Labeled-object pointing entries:

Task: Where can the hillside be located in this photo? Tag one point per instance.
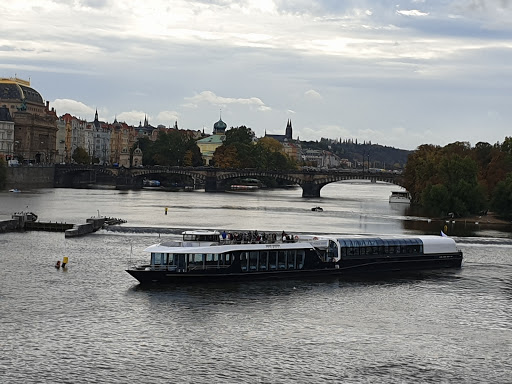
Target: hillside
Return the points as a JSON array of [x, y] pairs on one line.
[[380, 156]]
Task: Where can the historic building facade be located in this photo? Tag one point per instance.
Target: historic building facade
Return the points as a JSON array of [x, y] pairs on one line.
[[6, 134], [35, 125], [209, 144]]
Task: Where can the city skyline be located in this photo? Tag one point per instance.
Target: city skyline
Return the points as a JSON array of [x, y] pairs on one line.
[[399, 74]]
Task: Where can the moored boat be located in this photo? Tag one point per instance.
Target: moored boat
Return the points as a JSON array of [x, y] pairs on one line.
[[400, 197], [210, 256]]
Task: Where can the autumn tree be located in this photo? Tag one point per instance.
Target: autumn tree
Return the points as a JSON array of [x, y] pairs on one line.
[[81, 156]]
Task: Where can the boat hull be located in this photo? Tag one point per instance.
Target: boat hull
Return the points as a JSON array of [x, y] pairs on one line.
[[348, 268]]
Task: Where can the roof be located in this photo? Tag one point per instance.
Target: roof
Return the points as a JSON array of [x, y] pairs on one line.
[[227, 248], [19, 90], [5, 115]]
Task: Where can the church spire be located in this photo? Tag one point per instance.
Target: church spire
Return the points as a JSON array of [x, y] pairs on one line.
[[289, 130]]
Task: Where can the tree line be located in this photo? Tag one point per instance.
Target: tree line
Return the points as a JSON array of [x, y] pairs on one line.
[[461, 180]]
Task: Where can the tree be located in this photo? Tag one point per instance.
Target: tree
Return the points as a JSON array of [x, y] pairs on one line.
[[239, 135], [445, 179], [170, 148], [81, 156], [3, 173], [226, 156], [501, 202]]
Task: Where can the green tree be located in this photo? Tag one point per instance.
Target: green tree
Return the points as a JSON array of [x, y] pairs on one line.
[[445, 179], [170, 148], [81, 156], [3, 173], [501, 202], [239, 135], [226, 156]]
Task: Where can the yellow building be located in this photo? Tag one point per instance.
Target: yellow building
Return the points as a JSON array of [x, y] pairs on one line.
[[209, 144], [35, 125]]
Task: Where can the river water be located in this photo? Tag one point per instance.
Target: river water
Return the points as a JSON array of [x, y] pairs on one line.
[[93, 323]]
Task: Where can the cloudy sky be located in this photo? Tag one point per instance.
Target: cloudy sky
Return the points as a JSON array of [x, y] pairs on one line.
[[398, 73]]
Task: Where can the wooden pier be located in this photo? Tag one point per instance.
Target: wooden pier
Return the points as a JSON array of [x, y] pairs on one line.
[[27, 221]]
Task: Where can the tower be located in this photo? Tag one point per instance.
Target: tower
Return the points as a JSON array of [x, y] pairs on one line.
[[289, 130]]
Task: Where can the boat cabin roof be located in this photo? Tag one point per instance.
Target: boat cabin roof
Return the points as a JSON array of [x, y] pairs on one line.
[[399, 193], [162, 248]]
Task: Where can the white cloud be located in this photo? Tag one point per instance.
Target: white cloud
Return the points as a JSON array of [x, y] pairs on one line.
[[412, 12], [133, 117], [211, 98], [372, 64], [167, 118], [73, 107], [312, 95]]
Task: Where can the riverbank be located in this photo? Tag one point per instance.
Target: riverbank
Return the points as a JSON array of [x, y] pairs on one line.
[[490, 218]]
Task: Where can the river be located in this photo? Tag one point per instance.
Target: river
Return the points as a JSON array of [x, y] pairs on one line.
[[93, 323]]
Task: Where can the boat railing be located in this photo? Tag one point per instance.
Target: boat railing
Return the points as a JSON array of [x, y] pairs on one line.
[[259, 240], [206, 267]]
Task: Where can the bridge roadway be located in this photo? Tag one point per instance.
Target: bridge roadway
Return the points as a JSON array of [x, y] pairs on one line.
[[214, 179]]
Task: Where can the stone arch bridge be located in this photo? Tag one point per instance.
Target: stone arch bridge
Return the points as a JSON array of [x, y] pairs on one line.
[[213, 179]]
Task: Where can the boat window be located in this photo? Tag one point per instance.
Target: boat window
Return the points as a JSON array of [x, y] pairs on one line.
[[253, 260], [263, 261], [243, 261], [195, 260], [332, 252], [291, 259], [272, 260], [281, 260], [212, 260], [300, 258], [157, 258]]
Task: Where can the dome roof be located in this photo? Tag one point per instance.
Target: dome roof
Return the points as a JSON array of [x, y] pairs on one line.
[[219, 126], [19, 90]]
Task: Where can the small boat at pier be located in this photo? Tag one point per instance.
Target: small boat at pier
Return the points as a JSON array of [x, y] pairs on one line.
[[400, 197], [204, 256]]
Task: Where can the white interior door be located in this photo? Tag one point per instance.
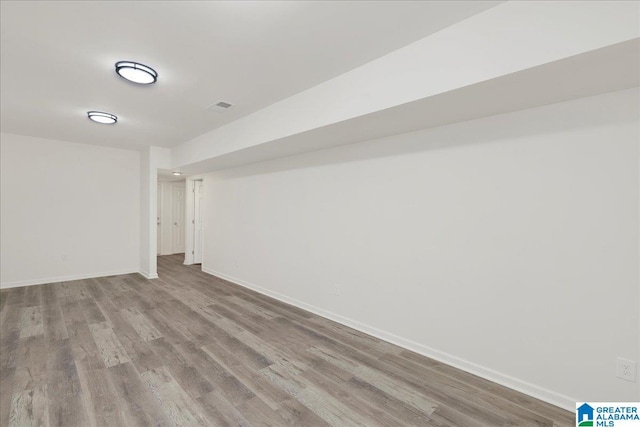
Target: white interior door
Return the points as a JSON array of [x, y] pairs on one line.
[[197, 221], [177, 217]]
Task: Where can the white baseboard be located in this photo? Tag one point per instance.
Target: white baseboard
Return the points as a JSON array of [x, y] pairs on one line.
[[45, 280], [549, 396], [148, 275]]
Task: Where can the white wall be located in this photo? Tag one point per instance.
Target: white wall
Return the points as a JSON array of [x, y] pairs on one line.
[[68, 210], [507, 246]]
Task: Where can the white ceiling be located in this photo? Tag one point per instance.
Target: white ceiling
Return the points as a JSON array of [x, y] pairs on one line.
[[57, 59]]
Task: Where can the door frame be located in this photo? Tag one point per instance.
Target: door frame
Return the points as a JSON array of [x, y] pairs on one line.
[[190, 219]]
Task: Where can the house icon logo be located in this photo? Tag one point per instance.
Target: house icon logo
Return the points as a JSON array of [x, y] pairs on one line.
[[585, 415]]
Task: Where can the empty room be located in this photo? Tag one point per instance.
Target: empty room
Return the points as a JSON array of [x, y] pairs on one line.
[[320, 213]]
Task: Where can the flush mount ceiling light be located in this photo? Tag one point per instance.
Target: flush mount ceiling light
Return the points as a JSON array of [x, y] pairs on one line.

Task directions.
Reproduce each entry verbatim, excluding any embedded images.

Exercise solution.
Task: Where can the hillside be located in this photo? Tag one point per instance.
Target: hillside
Return the points as a JSON array of [x, y] pairs on one line.
[[380, 156]]
Task: Where can the historic building facade be located in this photo? Tag one point per instance.
Target: historic building facade
Return the points as a JSON array of [x, y] pairs on one line.
[[6, 134], [35, 125], [209, 144]]
Task: Where can the city skyline be located in this photo? Tag one point per instance.
Target: city skyline
Return the points as a JSON array of [x, y] pairs on one line.
[[399, 74]]
Task: Where can the moored boat be located in this photo? Tag one point per instance.
Target: moored boat
Return the points as a JSON array of [x, y] pairs on one line.
[[400, 197], [210, 256]]
Task: Where can the autumn tree be located in this photo? Tag one point per instance.
Target: autumn tree
Return the points as a JSON array of [x, y] pairs on one line.
[[81, 156]]
Task: Where can the boat hull be located in this photo? Tag one point per instance.
Target: boat hull
Return the points as a JSON array of [x, y] pairs on one line.
[[348, 268]]
Task: Where can the roof be located in this photo? Tag one point per instance.
Target: roof
Return the points as a JSON array of [x, y] pairs on one line.
[[227, 248], [19, 90], [5, 115]]
Task: Where can the church spire be located in this photo? Tag one point per instance.
Target: church spire
Return the points as a JSON array of [x, y] pairs on one line.
[[289, 130]]
Task: Where can the tree line be located in this photo? Tag one point per instance.
Target: tree line
Return the points as a JSON array of [x, y] pairs on one line.
[[461, 180]]
Task: Where can the tree be located in this photo? Tag one point per instance.
Target: tree
Return the points as a JSON array of [x, y] pairs on one line.
[[239, 135], [445, 179], [170, 148], [81, 156], [3, 173], [226, 156], [501, 202]]
Task: Where can the green tree be located in this photo? Tag one point per instance.
Target: green tree
Return the points as a JSON array of [x, y] pairs on one line.
[[445, 179], [170, 148], [81, 156], [3, 173], [501, 202], [239, 135], [226, 156]]
Task: Where can the yellow building be located in this photo? Tag one point per instance.
Target: yellow building
Return the points as a JSON array of [x, y] pairs on one line.
[[209, 144], [35, 125]]
Task: Where can the river water be located in this photo? Tag one point per instance.
Target: river water
Return the points as a JSON array of [x, y] pairs on one line.
[[93, 323]]
Task: Where can the cloudy sky be located in this photo? Tag one point per instance.
Target: cloudy sky
Return the points as a JSON array of [x, y] pairs on one line.
[[398, 73]]
Task: Where can the wooden pier be located in this photo? Tag one point per instance.
Target: wooden pier
Return the points as a JSON array of [x, y] pairs on one line.
[[27, 221]]
Task: Where can the tower be located in this photo? Tag one point per instance.
Target: tower
Return the points as a JSON array of [x, y] pairs on one line.
[[289, 130]]
Task: Where can the boat cabin roof be located in this photo? Tag one point per instance.
Target: boat cabin roof
Return the points as a JSON array of [x, y] pairs on one line.
[[399, 193], [162, 248]]
Task: Where can the white cloud be located in this photo? Tag one point per instance.
Target: white cloud
Return the points as a JSON array of [x, y] pairs on one line.
[[412, 12], [133, 117], [211, 98], [372, 64], [167, 118], [73, 107], [312, 95]]
Task: Where can the riverbank be located in this photo? Tag one point per instance.
Target: riverbank
Return the points as a JSON array of [x, y] pairs on one line.
[[490, 218]]
Task: Where can the river be located in this photo? Tag one point per instance.
Target: river
Return the points as a JSON array of [x, y] pairs on one line.
[[93, 323]]
Task: Where can the boat railing be located in this photo? Tag one point per instance.
Target: boat railing
Return the points as a JSON array of [x, y] pairs on one line.
[[259, 240], [206, 267]]
Task: Where can the bridge roadway be located in this photo? Tag one point per instance.
Target: bridge roadway
Return the points as a JSON array of [x, y] pairs on one line.
[[214, 179]]
Task: Where can the stone arch bridge be located in this photo? Tag one point per instance.
Target: stone arch bridge
Return the points as a JSON array of [x, y] pairs on one line.
[[213, 179]]
Task: Where can the boat window be located in this photo? Tag one point per instance.
Target: boat window
Return the points as a JSON array of [x, y] pairs on one line.
[[253, 260], [263, 261], [243, 261], [195, 260], [332, 252], [291, 259], [272, 260], [281, 260], [212, 260], [300, 258], [157, 258]]
Task: Where can the dome roof be located in this photo? Tag one point per instance.
Target: dome roof
Return the points as a JSON array of [x, y] pairs on one line.
[[219, 126], [19, 90]]
Task: Where can the small boat at pier be located in this photo? Tag one point per instance.
Target: small boat at pier
Return the points as a JSON array of [x, y] pairs on one line.
[[400, 197], [204, 256]]
Task: Where can the white interior door be located in this photo? Tag one point per instance.
Target: white interior door
Return the points as a JSON array of [x, y] pairs on one line.
[[197, 221], [177, 217]]
Task: Where can the white baseboard be located in this photo? Tag one point per instance.
Target: white baseboard
Return the points as a JSON array of [x, y] pairs on one line.
[[45, 280], [549, 396], [148, 275]]
Task: Where can the white wall be located in this photo? Tag one point per instance.
Target: white wall
Return the points as a JSON array of [x, y] pairs on one line.
[[68, 210], [507, 246]]
Task: Where can the white ceiling be located in this photo? Tag one point per instance.
Target: white ceiling
Return the points as a JSON array of [x, y] pairs on one line.
[[57, 59]]
Task: Where can the door frame be located in this photo? Tag one point per instance.
Target: door frame
Return the points as a JSON array of [x, y] pairs on one line.
[[190, 219]]
Task: Where can the house icon logo be located in this photo? Tag one point per instance.
Target: house icon logo
Return the points as a JSON array of [x, y] pairs on one line.
[[585, 415]]
Task: Where can the empty room be located in this photo? Tag one point per instance.
Target: empty room
Return the points as a JSON array of [x, y] pairs on one line.
[[320, 213]]
Task: Where can the flush mount ceiling light be located in this photo? Tag one point per instance.
Target: flush mount ceiling light
Return the points as a JSON array of [x, y] pairs on one line.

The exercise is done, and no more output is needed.